__What you are asked to do__: The entries below need to be transcribed verbatim.

__Input data__:

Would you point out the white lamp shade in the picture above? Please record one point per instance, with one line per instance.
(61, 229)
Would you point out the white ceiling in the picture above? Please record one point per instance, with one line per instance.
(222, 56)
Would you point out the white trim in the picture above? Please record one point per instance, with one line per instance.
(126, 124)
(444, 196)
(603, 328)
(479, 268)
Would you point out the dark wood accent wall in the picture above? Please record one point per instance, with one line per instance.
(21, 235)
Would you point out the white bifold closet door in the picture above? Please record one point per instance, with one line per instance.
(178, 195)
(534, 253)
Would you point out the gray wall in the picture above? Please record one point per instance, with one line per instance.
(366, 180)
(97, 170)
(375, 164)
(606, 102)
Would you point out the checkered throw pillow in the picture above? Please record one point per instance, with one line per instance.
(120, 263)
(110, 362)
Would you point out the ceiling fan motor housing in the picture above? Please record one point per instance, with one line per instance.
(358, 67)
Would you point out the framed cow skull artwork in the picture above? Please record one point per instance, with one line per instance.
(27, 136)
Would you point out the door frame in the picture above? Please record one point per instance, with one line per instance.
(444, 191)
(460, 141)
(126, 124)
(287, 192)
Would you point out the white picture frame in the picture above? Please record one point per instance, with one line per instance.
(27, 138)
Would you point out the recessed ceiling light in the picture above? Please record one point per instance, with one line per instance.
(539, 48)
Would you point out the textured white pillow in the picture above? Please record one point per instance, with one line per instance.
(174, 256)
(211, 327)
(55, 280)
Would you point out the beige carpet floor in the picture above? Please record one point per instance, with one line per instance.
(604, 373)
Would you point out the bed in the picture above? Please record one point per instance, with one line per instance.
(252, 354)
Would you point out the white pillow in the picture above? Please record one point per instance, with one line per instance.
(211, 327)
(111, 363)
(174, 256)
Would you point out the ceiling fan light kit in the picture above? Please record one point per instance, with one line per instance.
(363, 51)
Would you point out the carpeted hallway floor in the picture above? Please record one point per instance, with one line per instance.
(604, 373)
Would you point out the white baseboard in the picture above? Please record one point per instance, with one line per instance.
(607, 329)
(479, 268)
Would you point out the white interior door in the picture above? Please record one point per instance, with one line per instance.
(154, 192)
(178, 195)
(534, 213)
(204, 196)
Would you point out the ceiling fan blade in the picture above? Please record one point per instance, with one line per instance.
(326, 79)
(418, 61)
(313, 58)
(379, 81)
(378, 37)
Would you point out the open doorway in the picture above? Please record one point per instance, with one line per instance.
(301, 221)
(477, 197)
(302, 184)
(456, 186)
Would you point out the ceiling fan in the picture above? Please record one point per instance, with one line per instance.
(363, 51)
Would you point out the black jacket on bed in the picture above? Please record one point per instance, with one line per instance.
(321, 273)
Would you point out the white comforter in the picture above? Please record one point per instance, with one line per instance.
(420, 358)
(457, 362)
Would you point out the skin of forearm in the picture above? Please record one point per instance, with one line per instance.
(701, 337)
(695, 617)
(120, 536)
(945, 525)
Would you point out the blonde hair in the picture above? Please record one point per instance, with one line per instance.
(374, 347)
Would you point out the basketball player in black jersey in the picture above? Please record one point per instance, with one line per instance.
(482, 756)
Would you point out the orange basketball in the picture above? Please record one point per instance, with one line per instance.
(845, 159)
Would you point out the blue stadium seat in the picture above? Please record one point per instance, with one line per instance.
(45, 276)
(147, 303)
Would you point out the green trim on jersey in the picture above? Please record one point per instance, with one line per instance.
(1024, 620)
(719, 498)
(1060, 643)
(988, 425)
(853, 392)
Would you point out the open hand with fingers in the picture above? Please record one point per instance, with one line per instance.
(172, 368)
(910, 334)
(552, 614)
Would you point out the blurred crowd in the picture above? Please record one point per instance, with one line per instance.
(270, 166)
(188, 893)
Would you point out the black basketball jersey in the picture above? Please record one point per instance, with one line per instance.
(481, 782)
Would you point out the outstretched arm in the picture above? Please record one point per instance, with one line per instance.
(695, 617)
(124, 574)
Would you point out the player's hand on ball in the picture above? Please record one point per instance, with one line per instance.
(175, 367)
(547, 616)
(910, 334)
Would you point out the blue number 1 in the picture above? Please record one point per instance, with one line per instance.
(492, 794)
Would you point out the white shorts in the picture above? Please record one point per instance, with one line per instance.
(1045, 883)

__Answer box__:
Would you point out the white lamp shade in the picture above? Please record one point per instance, with one line per instance.
(61, 229)
Would you point out the white ceiling in the picture above? Please record one point per instance, with one line per instance.
(222, 56)
Would you point out the white trim in the picture above? Please record one point per instance, with one line per instance.
(126, 124)
(444, 196)
(603, 328)
(479, 268)
Would you point out the dark wood accent wall in the picture above? Please record one point per instance, with one line per instance.
(21, 235)
Would you point out the white bifold closet door in the picture above? Please record one point per instance, with one line per instance.
(178, 195)
(534, 253)
Would you point out the gray wall in the picture above? Please record one point per instance, with one line per instance.
(366, 180)
(97, 170)
(375, 164)
(606, 102)
Would you point out the checkered throw pillow in the picture above? Please record one point per instance, with one line per instance.
(120, 263)
(110, 362)
Would you point out the ceiling fan motor housing in the picture above? Please record one point per instance, with one line per instance.
(358, 67)
Would you point out the framed cow skull artwork in the picture above? Please record one point per instance, with one line per instance.
(27, 136)
Would you point out the door frame in the picture above? Please record one point per instance, with one line per instance.
(444, 191)
(460, 141)
(126, 124)
(287, 192)
Would you point out the white picture frame in the picture above? Please record one point per instance, with one line per instance.
(27, 138)
Would you point out the recessed ceiling light in the picture above? Please record one point per instance, with one line per instance.
(539, 48)
Would you point out the textured white pillow in the picture above? Please record one point per instance, with one line per instance.
(174, 256)
(211, 327)
(55, 280)
Would you point out the beige carpet floor in the picture above? Please record one point per instance, with one line per instance.
(604, 373)
Would you point out the bed in the picture above? Please record one point per instance, with one line per instance.
(252, 354)
Would you point out the white pillow in the picture above? Please record one point per instance, with one line per instance.
(211, 327)
(111, 363)
(174, 256)
Would you point out the ceiling fan light kit in the picture above? Please record one point per instance, with one line per instance.
(363, 51)
Would you point out the carpeted hallway floor in the picture above? Please record one point per instance, with one line per instance.
(604, 373)
Would you point out the white baseboard in the picture above? Please record one point per instance, with one line per instance.
(607, 329)
(479, 268)
Would you point out the white interior door in the picture above? Please record one point per instance, with one line per instance.
(154, 192)
(178, 195)
(534, 213)
(204, 196)
Would you point out the ceiling fan blade in the picture above? Please record one point per instance, with one line per instance.
(326, 79)
(418, 61)
(313, 58)
(379, 81)
(378, 37)
Would you point out the open doorway in the picture above? Please record one point per instance, with one line per instance.
(301, 221)
(477, 197)
(302, 184)
(456, 186)
Would you point out the ceiling fan in the picture above? Please record one point per instance, with one line per instance.
(363, 51)
Would you point out the black jacket on bed in the picture above? Please record one point per instance, with one line per instance.
(321, 273)
Would you point out the white comforter in the picture above? Please record one point per instance, with one line per instance.
(420, 358)
(457, 362)
Would you point out the skin of forearm in the picture above? Please record one point per instance, with one line per instance.
(701, 337)
(695, 617)
(120, 536)
(945, 525)
Would you point out the blonde hair in the picture above? Please record one point per instance, with one line per instance.
(374, 347)
Would you point out the basketball player in black jersey in the picture above? Please record one point per instance, with one line per instance.
(482, 756)
Would you point out the orange basketball in the picture above? Please record one point per instance, with one line per instance.
(845, 159)
Would you point out the blue stadium seat in the picture above? Please record one point per instance, with one line per instance.
(45, 276)
(147, 303)
Would you point out the green trim on jersey in the picture above? Please record one point per instance, with one line per instance.
(1024, 620)
(719, 498)
(1060, 643)
(988, 425)
(853, 392)
Would you point out the open hand with fingers in the picture above? Please record one point per instance, with one line per instance.
(172, 368)
(910, 334)
(552, 614)
Would you point out the blurred crowd in the picture above? Please record one point per instance, with one line per instance.
(270, 166)
(188, 893)
Would you point out the black basketball jersey in the picture above? Please record one point per instance, with one line per instance.
(481, 782)
Would you point out the outstretched arm in the picture above? Please record one point per instance, with one line per instance.
(695, 617)
(124, 574)
Would you point out the player's hand on ball in the picture above? Please record one point per instance, with one line per instance.
(175, 367)
(547, 616)
(910, 334)
Would you point out the blue number 1 in the picture above? Please record one point per instance, with one line per instance.
(492, 794)
Would you point out the white shorts in the picture above? Please record one point per instance, with one line per instance.
(1045, 883)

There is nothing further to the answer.